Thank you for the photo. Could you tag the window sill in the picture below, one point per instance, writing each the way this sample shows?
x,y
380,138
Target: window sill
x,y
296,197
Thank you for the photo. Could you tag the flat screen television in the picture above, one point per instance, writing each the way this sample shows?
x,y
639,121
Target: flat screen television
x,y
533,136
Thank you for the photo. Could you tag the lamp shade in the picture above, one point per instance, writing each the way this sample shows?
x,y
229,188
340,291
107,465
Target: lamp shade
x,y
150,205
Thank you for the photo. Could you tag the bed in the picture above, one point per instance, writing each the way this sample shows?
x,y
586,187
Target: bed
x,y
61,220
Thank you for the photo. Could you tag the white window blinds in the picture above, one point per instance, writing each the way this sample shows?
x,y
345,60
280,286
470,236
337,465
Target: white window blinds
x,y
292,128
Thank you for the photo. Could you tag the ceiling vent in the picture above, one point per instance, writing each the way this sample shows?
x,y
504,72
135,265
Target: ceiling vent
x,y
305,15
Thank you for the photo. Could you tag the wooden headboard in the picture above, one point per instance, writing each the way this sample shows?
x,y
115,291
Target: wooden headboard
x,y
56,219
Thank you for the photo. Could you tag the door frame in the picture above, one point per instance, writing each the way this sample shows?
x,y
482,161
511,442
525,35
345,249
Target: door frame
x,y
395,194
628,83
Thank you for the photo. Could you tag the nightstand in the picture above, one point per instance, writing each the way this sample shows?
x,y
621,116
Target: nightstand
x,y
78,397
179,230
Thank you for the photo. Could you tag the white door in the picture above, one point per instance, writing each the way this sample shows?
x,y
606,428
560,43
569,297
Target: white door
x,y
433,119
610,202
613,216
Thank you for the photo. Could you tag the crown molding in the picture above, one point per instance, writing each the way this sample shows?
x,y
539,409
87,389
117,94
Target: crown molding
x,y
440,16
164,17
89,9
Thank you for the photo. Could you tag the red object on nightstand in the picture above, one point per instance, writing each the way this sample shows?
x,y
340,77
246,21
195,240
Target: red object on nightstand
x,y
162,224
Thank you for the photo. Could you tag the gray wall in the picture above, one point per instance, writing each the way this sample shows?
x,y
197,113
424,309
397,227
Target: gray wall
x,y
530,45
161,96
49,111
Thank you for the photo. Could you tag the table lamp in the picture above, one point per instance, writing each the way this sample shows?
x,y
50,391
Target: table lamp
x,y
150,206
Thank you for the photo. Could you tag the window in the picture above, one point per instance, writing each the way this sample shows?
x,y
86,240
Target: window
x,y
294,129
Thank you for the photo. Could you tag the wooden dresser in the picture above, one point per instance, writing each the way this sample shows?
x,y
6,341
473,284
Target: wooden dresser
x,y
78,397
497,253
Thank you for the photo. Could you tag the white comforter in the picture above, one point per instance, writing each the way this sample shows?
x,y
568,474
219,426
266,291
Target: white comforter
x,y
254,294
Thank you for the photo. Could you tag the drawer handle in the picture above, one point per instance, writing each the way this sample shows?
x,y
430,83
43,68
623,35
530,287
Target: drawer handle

# [WHAT TO PRODUCE]
Copy out all of the material, word for word.

# [ANSWER BOX]
Thank you for the photo. Could you tag the window sill in the picture below, one point per instance, writing each the way this sample shows?
x,y
380,138
Target: window sill
x,y
296,197
Thank you for the photo. Could you tag the flat screen television in the picture above, one point per instance, writing each the way this sample shows?
x,y
639,121
Target: flat screen television
x,y
533,136
Thank you for the photo. Could you tag the lamp shade in the picture above, one point per instance, writing each the way this sample shows?
x,y
229,188
340,291
107,465
Target: lamp shade
x,y
150,205
Thank you for the photo. Could you tag the bed in the picture above, one point per instance, writing each the way this sample shows?
x,y
586,187
Target: bed
x,y
61,220
Thank you for the photo. Could you tag the white window blinds in the picture above, one point per instance, writing each the way this sample shows?
x,y
345,60
280,286
470,236
337,465
Target: white window blinds
x,y
292,128
Thank you for the photo. Could you tag the ceiling vent in the picture above, one point per instance, writing each the way this sample shows?
x,y
504,72
135,265
Target: ceiling vent
x,y
305,15
Thank you for the photo. Could you tag the wooden headboard in the picture above, one point per instance, writing each the way this sample shows?
x,y
115,291
Target: wooden headboard
x,y
56,219
Thank you for the photo. Could you tag the door frame in the picture above, one point per instance, writing each the way this sample shows?
x,y
482,161
511,442
525,35
345,249
Target: door frame
x,y
395,194
628,83
Thank you for the photo. Could you tag the nightstand in the picture above, one point per instance, writing each the way this sample shows?
x,y
621,116
Target: nightstand
x,y
78,397
179,230
Thank you for the photo. Could you tag the white door in the picture above, one point per instance, writing each the way this sample shows?
x,y
606,428
560,43
569,297
Target: white door
x,y
433,119
610,202
613,216
Thank you for the photo. Could you tag the crown molding in the picture above, one point per instance, writing each the way this sample shows?
x,y
539,409
87,389
117,94
Target: crown molding
x,y
440,16
164,17
89,9
Thank you for the photo. Could you tag the red object on nightstand in the picture above, one point per instance, writing each the way this sample shows?
x,y
340,77
246,21
195,240
Target: red object on nightstand
x,y
162,224
Thank you for the photo. Could you tag the gray wall in the picture above, one point per instance, writing each the way this sample shows?
x,y
197,113
424,309
397,227
Target: gray wall
x,y
530,45
161,96
49,111
Thank you for the photo. Could you tag the table lamp in the picture above, one point per instance, writing each the way this sample shows?
x,y
50,391
Target: table lamp
x,y
150,206
Thank you for the photo. Could you tag the window in the picture above, one point per instance, writing each the way this sample shows?
x,y
86,240
Target: window
x,y
294,129
Thank you for the photo. Could you tag the wooden dresser in the picture above, one point per instance, writing each the way this sample shows?
x,y
6,341
473,284
Target: wooden dresser
x,y
78,397
497,253
Thank you for the photo. Could you tag the white comforter in the picture above, one point per instance, writing each the way this sample shows?
x,y
568,474
219,426
266,291
Target: white comforter
x,y
254,294
Thank you for the photo. Could you tag the drawer handle in the picture above, one point per instance, writing each the way this sample shows?
x,y
430,83
43,68
623,35
530,287
Target: drawer handle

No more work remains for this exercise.